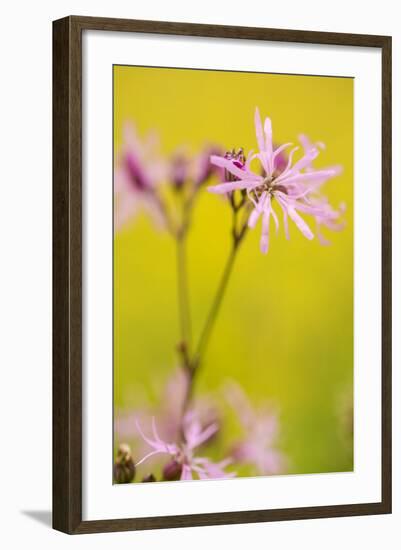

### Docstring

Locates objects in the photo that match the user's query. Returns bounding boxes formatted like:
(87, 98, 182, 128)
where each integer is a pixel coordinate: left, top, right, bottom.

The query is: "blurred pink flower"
(193, 145, 224, 186)
(208, 107, 344, 253)
(114, 122, 167, 230)
(225, 382, 286, 476)
(135, 415, 235, 481)
(169, 145, 223, 191)
(114, 369, 220, 450)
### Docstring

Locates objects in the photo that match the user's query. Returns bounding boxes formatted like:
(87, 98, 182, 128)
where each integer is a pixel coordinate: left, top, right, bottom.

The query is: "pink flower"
(193, 145, 224, 186)
(115, 369, 220, 446)
(208, 107, 344, 253)
(225, 382, 286, 476)
(114, 122, 167, 230)
(169, 145, 223, 190)
(135, 415, 235, 481)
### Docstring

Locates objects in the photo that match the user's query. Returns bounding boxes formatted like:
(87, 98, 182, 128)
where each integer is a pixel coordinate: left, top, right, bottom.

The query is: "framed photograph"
(53, 16, 392, 534)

= = =

Copy all entries exactly; skip pictures.

* Solved problem:
### Docstring

Locates objects in the photo that match the user's query. Returns bounding boxes formatted like:
(87, 98, 182, 128)
where each integer is a pixel coordinate: left, top, right, bottom.

The query is: "blurred pink flower"
(193, 145, 224, 186)
(208, 107, 344, 253)
(114, 122, 167, 230)
(225, 382, 286, 476)
(135, 415, 235, 481)
(169, 145, 223, 191)
(114, 369, 220, 450)
### Docstring

Locates objects in the photo that match the user's query. Returns bounding boxes formatted like:
(87, 98, 182, 128)
where each integer is a pixel coordinate: left, top, right, bottom.

The query is: "pink flower"
(193, 145, 224, 186)
(115, 369, 220, 446)
(208, 107, 344, 253)
(225, 382, 286, 476)
(114, 122, 167, 230)
(169, 145, 223, 190)
(135, 415, 235, 481)
### Docstring

Locates objects in the photo that match the user's query. Returns bounding boxes formatted like:
(87, 98, 182, 128)
where each integer is a pixel coordinate: left, top, right, bottom.

The query is: "framed photograph"
(53, 16, 392, 534)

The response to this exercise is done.